— Source text —
__________

McPeek v. Sullivan et al., 25 L. D., 281, overruled.

Acting Secretary Woodruff to the Commissioner of the General (S. V. P.) Land Office, July 23, 1907. (E. J. H.)

The land involved in this case is the SE. 4 of Sec. 33, T. 121 N., R. 59 W., Watertown, South Dakota, land district, and the same is before the Department upon the appeal of J. P. Becker from your office decision of February 8, 1907, dismissing his contest against the homestead entry of Emil K. Bjerke, made for said land on June 11, 1903, as the heir of a successful contestant of a former entry, who died pending said contest.

The contest of Becker against the existing entry of Bjerke was filed February 13, 1906, alleging, substantially, that claimant had never resided upon or improved the land, but had wholly abandoned the same.

As a result of the hearing had in the case the local officers found. that claimant had failed to construct a habitable house on the land and maintain residence therein, which he was not excused from doing by reason of having made the entry as the sole heir of his deceased daughter, who was a successful contestant against a prior entry; that he did not cultivate or improve the land, the only use made thereof by him being for a pasture. It was accordingly recommended that the entry be canceled, from which an appeal was taken.

__________

— Supplied material —
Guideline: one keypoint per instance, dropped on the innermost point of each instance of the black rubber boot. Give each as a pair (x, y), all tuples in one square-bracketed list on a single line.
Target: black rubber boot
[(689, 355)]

__________

— Tasks to carry out —
**a.** In the land office decision on the Bjerke homestead contest, why did the local officers recommend canceling the entry? Answer in one to three sentences.
**b.** Carry on the land office decision on the Bjerke homestead contest from the point where it stops.
The listing plays no part in this work.

— Answers for this exercise —
**a.** They found that Bjerke had never built a habitable house on the land or kept a residence there, and that making the entry as sole heir of his deceased daughter, a successful contestant, did not excuse him from that duty. They also found that he had not cultivated or improved the land and had used it only as a pasture.

**b.**
As to the question of residence, your office decision found that under departmental ruling in the case of McPeek v. Sullivan et al. (25 L. D., 281), it was not necessary for claimant to reside on the land, it having been held in said case, that—

under a homestead entry made by the heirs of a successful contestant in accordance with the act of July 26, 1892 (27 Stat., 270), actual residence on the land is not required if cultivation thereof is shown for the required period.

Regarding the matter of cultivation, it was found that no portion of the tract had been cultivated, but that the same was a part of an

enclosed pasture of eight hundred to one thousand acres, belonging to claimant; that while "it was conceded that the land as a whole was best adapted for the 'mixed' purpose of raising grain and stockraising," from the facts presented, it was, taken as a whole," chiefly valuable for grazing purposes," and had been used as such. It was held that under the circumstances disclosed the requirements of the law had been substantially complied with by grazing the land and the contest was dismissed, from which the appeal under consideration was taken.

So far as the question of residence is concerned, it is not believed that the law received a proper construction in the case above cited, but rather the purpose of said act is better interpreted in the case of Biggs v. Fisher (33 L. D., 465), where it was said, on page 468 of the opinion:

It was the intention of Congress, as clearly appears from the language used in the act, and from the proceedings had in Congress with reference thereto, to place the heirs in the same position upon the successful termination of the contest that the contestant himself would have occupied if the contest had so terminated in his lifetime, the only qualification required of the heirs being, as expressly stated in the act, that they be citizens of the United States.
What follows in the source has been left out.